The Daily Agenda for Saturday, November 15

Jim Burroway

November 15th, 2014

TODAY’S AGENDA:
Pride Celebrations This Weekend: Buenos Aires, Argentina; Gotland, Sweden; Rio de Janeiro, Brazil; Tromsø, Norway.

Other Events This Weekend: International Gay Rodeo Convention, Denver, CO; Maspalomas Winter Pride, Maspalomas, Gran Canaria; Mezipatra Queer Film Festival, Prague/Brno, Czech Republic.

TODAY’S AGENDA is brought to you by:

From The Los Angeles Advocate, October 1968, page 13.

Greetings from (almost) Laguna Beach! That’s right. We’re not in Needles, Barstow or Kingman like I thought we might be. We made a last-minute decision to head to San Diego when Mom expressed a desire to go there. But thanks to L.A. traffic and a massive wreck that completely shut down the San Joaquin toll road, we threw in the towel and ended up in a reasonably-priced Best Western in Dana Point. So tomorrow we’ll mess around San Diego before heading west back to Tucson. It’s been a fun trip, but it’ll also be good to be back home.

Region annotation entries:

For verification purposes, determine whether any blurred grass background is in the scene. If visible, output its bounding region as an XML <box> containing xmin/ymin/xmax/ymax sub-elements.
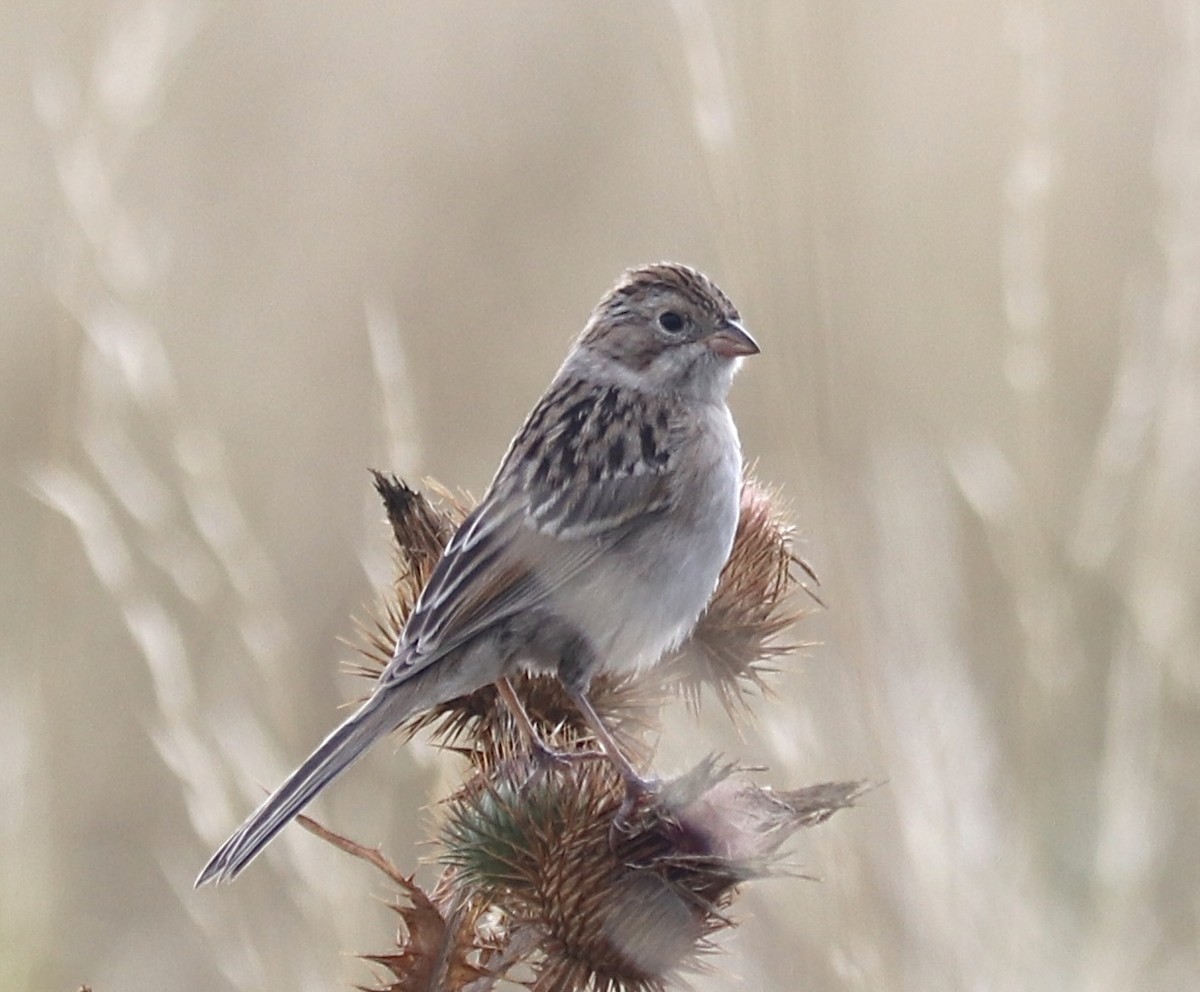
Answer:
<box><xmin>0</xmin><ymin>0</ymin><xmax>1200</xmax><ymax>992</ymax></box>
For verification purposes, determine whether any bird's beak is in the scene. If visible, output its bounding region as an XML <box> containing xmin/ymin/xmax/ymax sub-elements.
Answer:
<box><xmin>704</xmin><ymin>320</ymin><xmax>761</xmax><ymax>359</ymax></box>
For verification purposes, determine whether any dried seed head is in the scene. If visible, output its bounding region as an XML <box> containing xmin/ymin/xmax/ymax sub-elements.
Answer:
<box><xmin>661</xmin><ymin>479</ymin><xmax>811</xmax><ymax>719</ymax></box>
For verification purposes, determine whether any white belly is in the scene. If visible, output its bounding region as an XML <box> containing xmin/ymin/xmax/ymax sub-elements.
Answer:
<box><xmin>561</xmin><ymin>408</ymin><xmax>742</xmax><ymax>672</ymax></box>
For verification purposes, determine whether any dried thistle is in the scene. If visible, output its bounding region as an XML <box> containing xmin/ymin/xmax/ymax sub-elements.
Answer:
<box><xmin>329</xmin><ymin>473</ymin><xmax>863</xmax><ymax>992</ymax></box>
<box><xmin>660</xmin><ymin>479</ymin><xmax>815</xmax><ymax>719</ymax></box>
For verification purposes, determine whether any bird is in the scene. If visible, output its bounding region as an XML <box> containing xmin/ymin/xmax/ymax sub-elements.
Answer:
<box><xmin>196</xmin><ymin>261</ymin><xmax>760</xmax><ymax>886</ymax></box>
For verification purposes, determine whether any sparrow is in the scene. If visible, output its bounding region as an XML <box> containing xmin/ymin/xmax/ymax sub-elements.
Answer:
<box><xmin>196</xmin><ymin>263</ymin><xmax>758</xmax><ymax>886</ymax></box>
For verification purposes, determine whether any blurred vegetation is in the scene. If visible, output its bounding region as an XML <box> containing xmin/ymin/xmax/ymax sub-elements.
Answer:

- What this exercise asks:
1. Answer these questions from the daily agenda:
(a) Which Pride celebration this weekend takes place in Sweden?
(b) Which publication, issue, and page does the agenda cite?
(c) Where did the writer and companions end up staying for the night?
2. List every Pride celebration that the daily agenda gives for this weekend, with its country.

- Solutions for each task:
1.
(a) Gotland
(b) The Los Angeles Advocate, October 1968, page 13
(c) A reasonably-priced Best Western in Dana Point

2.
- Buenos Aires, Argentina
- Gotland, Sweden
- Rio de Janeiro, Brazil
- Tromsø, Norway